**Your objective**
Below are some records; repeat them all exactly, minus the pictures.

[Text-to-region grounding data]

++++++++++++++++++++

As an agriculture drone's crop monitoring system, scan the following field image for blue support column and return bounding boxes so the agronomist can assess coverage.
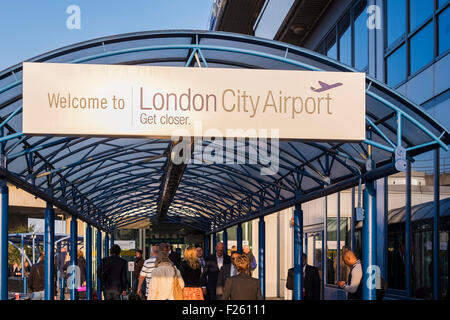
[223,229,228,255]
[293,204,303,300]
[258,217,266,298]
[212,233,217,255]
[86,224,92,300]
[237,223,243,254]
[433,149,440,300]
[110,233,114,249]
[304,233,308,258]
[405,161,412,298]
[96,229,102,300]
[351,187,356,252]
[337,192,341,282]
[70,217,78,300]
[104,233,110,258]
[44,203,55,300]
[21,235,26,293]
[376,178,388,284]
[0,180,8,300]
[204,235,210,257]
[362,181,377,300]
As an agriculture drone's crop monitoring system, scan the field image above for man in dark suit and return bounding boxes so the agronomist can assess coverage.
[201,242,231,300]
[98,244,128,300]
[216,251,240,299]
[286,253,321,300]
[161,243,181,269]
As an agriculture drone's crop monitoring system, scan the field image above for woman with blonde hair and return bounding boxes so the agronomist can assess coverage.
[147,251,184,300]
[222,254,263,300]
[179,245,204,300]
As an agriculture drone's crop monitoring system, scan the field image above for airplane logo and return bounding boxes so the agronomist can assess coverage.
[310,81,343,93]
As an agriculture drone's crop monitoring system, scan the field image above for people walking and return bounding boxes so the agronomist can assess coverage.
[98,244,128,300]
[161,243,181,269]
[147,251,185,300]
[222,254,263,300]
[196,246,206,273]
[216,251,240,299]
[133,249,144,293]
[337,250,362,300]
[286,253,321,300]
[137,245,160,299]
[28,251,45,300]
[179,246,204,300]
[201,242,231,300]
[55,246,67,295]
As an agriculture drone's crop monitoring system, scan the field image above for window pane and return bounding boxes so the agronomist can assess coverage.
[355,8,369,70]
[439,6,450,55]
[410,22,434,75]
[387,0,406,46]
[326,194,338,284]
[339,15,352,66]
[439,0,449,8]
[387,44,406,87]
[410,0,434,31]
[326,29,337,60]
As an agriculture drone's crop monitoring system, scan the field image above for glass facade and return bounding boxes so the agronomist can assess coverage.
[317,0,368,71]
[325,191,354,286]
[385,0,450,87]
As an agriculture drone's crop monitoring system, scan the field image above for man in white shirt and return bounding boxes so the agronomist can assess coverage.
[338,250,363,300]
[137,245,160,299]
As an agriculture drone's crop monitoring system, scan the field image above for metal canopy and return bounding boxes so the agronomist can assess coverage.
[0,30,448,234]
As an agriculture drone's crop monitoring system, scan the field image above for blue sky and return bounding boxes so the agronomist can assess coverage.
[0,0,213,71]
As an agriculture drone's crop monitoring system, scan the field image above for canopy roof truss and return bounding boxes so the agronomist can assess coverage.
[0,31,448,233]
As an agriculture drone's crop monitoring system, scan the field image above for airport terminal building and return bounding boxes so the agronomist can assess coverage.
[208,0,450,300]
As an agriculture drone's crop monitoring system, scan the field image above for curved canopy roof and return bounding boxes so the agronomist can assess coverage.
[0,30,448,233]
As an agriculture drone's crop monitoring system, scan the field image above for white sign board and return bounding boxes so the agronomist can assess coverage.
[128,261,135,272]
[114,240,135,251]
[23,62,366,141]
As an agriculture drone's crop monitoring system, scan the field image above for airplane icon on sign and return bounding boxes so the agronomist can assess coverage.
[310,81,343,93]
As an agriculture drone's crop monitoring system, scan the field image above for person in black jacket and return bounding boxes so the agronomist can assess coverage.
[216,251,240,299]
[98,244,128,300]
[29,251,46,300]
[179,246,204,300]
[161,243,181,269]
[286,253,321,300]
[201,242,231,300]
[222,254,262,300]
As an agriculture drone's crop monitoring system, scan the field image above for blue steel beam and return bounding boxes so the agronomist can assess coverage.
[96,229,102,300]
[258,217,266,298]
[212,233,217,255]
[433,149,440,300]
[70,217,78,300]
[223,229,228,254]
[44,203,55,300]
[0,179,8,300]
[86,224,92,300]
[237,223,243,254]
[293,204,303,300]
[204,235,210,257]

++++++++++++++++++++

**Written solution**
As an agriculture drone's crop monitoring system, scan the following field image for blue support column and return bounding boxes so the agronomist can assess coverage.
[223,229,228,255]
[293,204,303,300]
[258,217,266,298]
[212,233,217,255]
[86,224,92,300]
[237,223,243,254]
[433,149,440,300]
[110,233,114,249]
[304,233,308,258]
[405,161,412,298]
[96,229,102,300]
[351,187,356,252]
[337,192,341,282]
[70,217,78,300]
[104,233,110,258]
[44,203,55,300]
[21,235,26,293]
[376,178,388,284]
[0,180,8,300]
[204,235,210,257]
[362,181,377,300]
As an agriculture drone's crop monitoring system, scan the field image above for man in dark suit and return bounding boxes so the agronomist can assess coverage.
[201,242,231,300]
[98,244,128,300]
[216,251,240,299]
[286,253,321,300]
[161,243,181,269]
As an agriculture drone's crop monitoring system, scan the field image above for woman with blonde hair and return bounding boxes so the agronomist can assess coverage.
[147,251,184,300]
[222,254,263,300]
[179,245,204,300]
As an agriculture drone's crop monitoring system, scan the field image above for airplane logo and return bounding boxes so the agronomist can assess coverage.
[310,81,343,93]
As an agriculture drone's crop monitoring system, scan the field image above for people walking and return bounding boxes so the agronomist can assess coverage.
[98,244,128,300]
[161,243,181,269]
[147,251,185,300]
[222,254,263,300]
[196,246,206,273]
[216,251,240,299]
[133,249,144,293]
[337,250,362,300]
[286,253,321,300]
[137,245,160,299]
[28,251,45,300]
[179,246,204,300]
[201,242,231,300]
[55,246,67,295]
As an agriculture drone's crop monitoring system, scan the field image above for window pane and return bounding boxes so the agronomist can assess coverage.
[355,8,369,70]
[439,6,450,55]
[410,22,434,75]
[387,0,406,46]
[326,194,338,284]
[339,15,352,66]
[439,0,449,8]
[387,44,406,87]
[410,0,434,31]
[326,29,337,60]
As an agriculture drone's crop monitoring system, scan the field image above for glass facade and return bounding boxes so the agronomist can assess coverage.
[317,0,368,71]
[325,191,354,286]
[385,0,450,87]
As an agriculture drone's crop monitoring system, scan the field image above for man in white shirt and return bounding boxes so the agronomist can assess coverage.
[338,250,363,300]
[137,245,160,299]
As an agriculture drone's crop monitoring system, scan the field image above for metal canopy and return bounding boxes so the agronomist can assess coverage.
[0,30,448,234]
As an agriculture drone's crop monitoring system, scan the field image above for blue sky and return bounding boxes so the agronomist can assess coverage.
[0,0,213,71]
As an agriculture drone's crop monitoring system, scan the field image above for canopy roof truss and return bounding boxes so the agronomist can assess coverage.
[0,31,448,233]
As an agriculture drone's crop monitoring system, scan the field image above for airport terminal building and return bounding boxes so the agronomist can assess coverage.
[208,0,450,300]
As an agriculture drone's crop monitoring system, scan the field image above for curved canopy roof and return bounding boxes so the agronomist can assess coverage.
[0,30,448,233]
As an agriculture drone's crop monitoring system, scan the field image above for white sign board and return bounding boxes so the agronomist can assess coverage.
[128,261,135,272]
[114,240,135,251]
[23,62,366,141]
As an agriculture drone's crop monitoring system, scan the field image above for airplane icon on sign and return bounding boxes so the agronomist can assess coverage.
[310,81,343,93]
As an agriculture drone's crop monitoring system, scan the field image above for person in black jacket and return bounding boxes so the agronomist can assess coverage.
[216,251,240,299]
[98,244,128,300]
[29,251,46,300]
[179,246,204,300]
[161,243,181,269]
[286,253,321,300]
[201,242,231,300]
[222,254,262,300]
As an agriculture drone's crop monitoring system, scan the field image above for blue steel beam and return bounding boxes so the agronomist can assess coverage.
[96,229,102,300]
[258,217,266,298]
[212,233,217,255]
[433,149,440,300]
[70,217,78,300]
[223,229,228,254]
[44,203,55,300]
[0,179,8,300]
[86,224,92,300]
[237,223,243,254]
[293,204,303,300]
[204,235,210,257]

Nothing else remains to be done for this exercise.